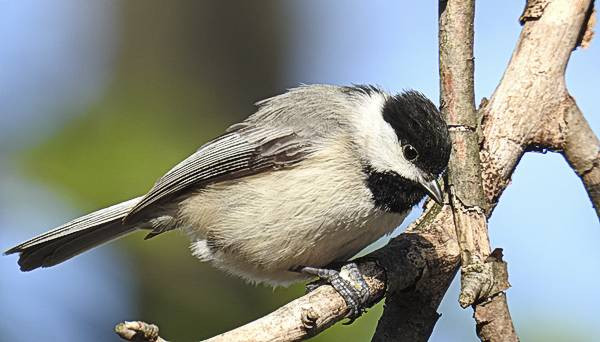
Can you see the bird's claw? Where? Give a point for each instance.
(348, 282)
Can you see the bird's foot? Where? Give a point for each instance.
(348, 282)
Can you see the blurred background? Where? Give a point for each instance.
(99, 99)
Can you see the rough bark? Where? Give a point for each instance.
(479, 277)
(529, 110)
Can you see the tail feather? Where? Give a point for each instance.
(75, 237)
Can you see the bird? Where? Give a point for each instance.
(307, 181)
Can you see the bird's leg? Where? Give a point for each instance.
(348, 282)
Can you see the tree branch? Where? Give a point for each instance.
(467, 199)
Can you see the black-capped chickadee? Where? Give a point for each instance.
(310, 179)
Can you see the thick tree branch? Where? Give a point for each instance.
(524, 111)
(582, 150)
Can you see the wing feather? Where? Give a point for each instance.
(243, 151)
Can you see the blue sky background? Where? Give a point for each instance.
(544, 221)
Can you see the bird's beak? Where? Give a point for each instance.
(433, 189)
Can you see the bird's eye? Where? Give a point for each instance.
(410, 153)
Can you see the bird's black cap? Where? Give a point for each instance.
(419, 123)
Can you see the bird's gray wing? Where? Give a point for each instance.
(244, 150)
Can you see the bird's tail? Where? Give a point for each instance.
(75, 237)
────────────────────
## Stated problem
Rewrite the listing above, replacing every "each instance" with "every occurrence" and changing nothing else. Leave the pictures out of your version.

## Written reply
Can you see the bird's claw? Where? Give a point for every occurrence.
(348, 282)
Can you see the bird's foot? Where? Give a point for every occurrence.
(348, 282)
Can you see the blurred background? Where? Give a point for every occurrence.
(99, 99)
Can you see the rough bark? Where? Give a point for every occurrence.
(479, 277)
(529, 110)
Can you see the tail feather? Where? Give a point for every occurrence.
(75, 237)
Can you see the bird? Where? Give a point for every occurrence.
(307, 181)
Can you see the bird's leg? Where? Give a point for every occurrence.
(348, 282)
Can you see the tree branch? Where? Give a point for every occurrence.
(467, 199)
Can you see the black-capped chickadee? Where? Give a point for every occurrence.
(310, 179)
Can you see the thick tree branch? Where? Give a point for every occurrence.
(524, 111)
(582, 150)
Can you see the wing feather? Where? Give a point for every occurrence.
(243, 151)
Can you see the blue sky background? Where? Give a point for every occurrence.
(544, 221)
Can you see the bird's beak? Where? Give a point for every occurrence.
(433, 189)
Can you see the bird's eye? Where? Give a point for every occurrence.
(410, 153)
Can you see the bird's black cap? Where? Give a point for every occurrence.
(419, 123)
Can you see the bird's gray wing? Where? Give a point for every occurrence.
(244, 150)
Can you see the bird's tail? Where? Give a point for every occurrence.
(75, 237)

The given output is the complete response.